== Records for this exercise ==

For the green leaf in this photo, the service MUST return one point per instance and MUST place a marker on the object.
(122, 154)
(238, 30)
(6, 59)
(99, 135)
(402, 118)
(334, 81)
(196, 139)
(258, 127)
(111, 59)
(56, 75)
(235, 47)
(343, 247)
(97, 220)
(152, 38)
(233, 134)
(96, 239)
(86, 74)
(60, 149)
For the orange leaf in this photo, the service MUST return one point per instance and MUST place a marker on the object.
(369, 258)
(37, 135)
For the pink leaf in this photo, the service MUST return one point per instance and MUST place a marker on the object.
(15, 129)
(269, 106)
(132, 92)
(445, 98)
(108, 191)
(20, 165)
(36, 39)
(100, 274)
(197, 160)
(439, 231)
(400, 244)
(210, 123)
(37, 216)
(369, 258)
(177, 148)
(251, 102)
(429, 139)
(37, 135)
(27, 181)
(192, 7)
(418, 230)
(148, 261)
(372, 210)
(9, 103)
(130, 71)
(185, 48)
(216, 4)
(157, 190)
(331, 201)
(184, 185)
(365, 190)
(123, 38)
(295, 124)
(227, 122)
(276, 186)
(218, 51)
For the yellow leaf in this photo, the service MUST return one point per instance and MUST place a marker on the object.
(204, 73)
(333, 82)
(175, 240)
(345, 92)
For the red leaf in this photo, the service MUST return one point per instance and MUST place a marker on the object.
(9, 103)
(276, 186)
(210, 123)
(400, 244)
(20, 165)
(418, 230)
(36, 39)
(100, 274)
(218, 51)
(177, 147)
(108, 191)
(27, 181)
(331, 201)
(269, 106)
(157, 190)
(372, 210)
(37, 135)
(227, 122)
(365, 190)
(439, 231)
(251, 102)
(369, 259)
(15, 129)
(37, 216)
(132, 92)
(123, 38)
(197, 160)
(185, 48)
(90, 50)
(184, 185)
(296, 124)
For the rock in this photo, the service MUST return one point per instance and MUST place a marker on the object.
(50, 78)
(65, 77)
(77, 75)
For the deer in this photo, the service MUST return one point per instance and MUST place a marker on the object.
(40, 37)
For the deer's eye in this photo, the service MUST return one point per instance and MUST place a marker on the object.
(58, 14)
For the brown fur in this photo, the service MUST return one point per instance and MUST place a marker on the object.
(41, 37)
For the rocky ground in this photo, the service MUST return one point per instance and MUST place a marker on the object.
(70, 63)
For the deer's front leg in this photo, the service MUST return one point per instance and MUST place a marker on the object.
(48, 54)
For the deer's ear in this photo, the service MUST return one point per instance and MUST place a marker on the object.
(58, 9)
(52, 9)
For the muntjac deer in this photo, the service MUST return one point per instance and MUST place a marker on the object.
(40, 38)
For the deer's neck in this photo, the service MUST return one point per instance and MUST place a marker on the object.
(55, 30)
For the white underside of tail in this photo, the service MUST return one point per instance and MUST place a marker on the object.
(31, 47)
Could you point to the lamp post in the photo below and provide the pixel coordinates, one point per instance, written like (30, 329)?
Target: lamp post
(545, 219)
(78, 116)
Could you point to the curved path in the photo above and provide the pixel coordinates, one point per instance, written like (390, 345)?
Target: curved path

===

> **What to work on**: Every one of the records is to be copied word for word.

> **Exercise solution**:
For the green leaf in this photo, the service MUST return one point per instance and MUST place a marker on the object.
(122, 154)
(238, 30)
(6, 59)
(99, 135)
(402, 118)
(334, 81)
(196, 139)
(258, 127)
(111, 59)
(56, 75)
(235, 47)
(343, 247)
(97, 220)
(152, 38)
(233, 134)
(96, 239)
(86, 74)
(60, 149)
For the orange leaf in this photo, the service MUST return one point per instance and MUST place a marker on the object.
(369, 258)
(37, 135)
For the pink leaf in this photo, the service MUST return one point per instance and MUST place a marker on the object.
(15, 129)
(269, 106)
(132, 92)
(445, 98)
(108, 191)
(20, 165)
(36, 39)
(100, 274)
(197, 160)
(439, 231)
(400, 244)
(210, 123)
(37, 216)
(369, 258)
(177, 148)
(251, 102)
(429, 139)
(37, 135)
(27, 181)
(192, 7)
(418, 230)
(148, 261)
(372, 210)
(9, 103)
(130, 71)
(185, 48)
(216, 4)
(157, 190)
(331, 201)
(184, 185)
(365, 190)
(123, 38)
(295, 124)
(227, 122)
(276, 186)
(218, 51)
For the yellow leaf in this photo, the service MUST return one point per instance and MUST place a marker on the object.
(204, 73)
(333, 82)
(175, 240)
(345, 92)
For the red leaf in this photo, the service MUST return one point per instance and MUST place a marker on the object.
(9, 103)
(276, 186)
(210, 123)
(400, 244)
(20, 165)
(418, 230)
(36, 39)
(100, 274)
(218, 51)
(177, 147)
(108, 191)
(27, 181)
(331, 201)
(269, 106)
(157, 190)
(372, 210)
(37, 135)
(227, 122)
(365, 190)
(439, 231)
(251, 102)
(369, 259)
(15, 129)
(37, 216)
(132, 92)
(123, 38)
(197, 160)
(185, 48)
(90, 50)
(184, 185)
(296, 124)
For the rock in this photo, the service MUST return one point per instance and MUST place a marker on the object.
(50, 78)
(65, 77)
(77, 75)
For the deer in this photo, the service MUST return one point per instance and MUST place a marker on the object.
(40, 37)
For the deer's eye in this photo, the service MUST return one point per instance and MUST place a marker on the object.
(58, 14)
For the brown fur in this photo, the service MUST return one point per instance and MUST place a marker on the object.
(41, 37)
For the rocky ground in this photo, the service MUST return one point per instance and MUST place a marker on the object.
(70, 63)
For the deer's front leg in this photo, the service MUST return one point per instance and MUST place a marker on the object.
(48, 54)
For the deer's ear in this photo, the service MUST return one point per instance and MUST place a marker on the object.
(58, 9)
(52, 9)
For the muntjac deer in this photo, the service MUST return one point per instance and MUST place a marker on the object.
(40, 38)
For the deer's neck in this photo, the service MUST return one point per instance and MUST place a marker on the object.
(55, 30)
For the white underside of tail in this photo, the service MUST return one point per instance and MUST place a marker on the object.
(31, 47)
Could you point to the lamp post in the photo below and provide the pixel coordinates, one point per instance, written like (30, 329)?
Target: lamp post
(545, 219)
(78, 116)
Could you point to the curved path in the photo above and provide the pixel coordinates, one point per instance, written like (390, 345)?
Target: curved path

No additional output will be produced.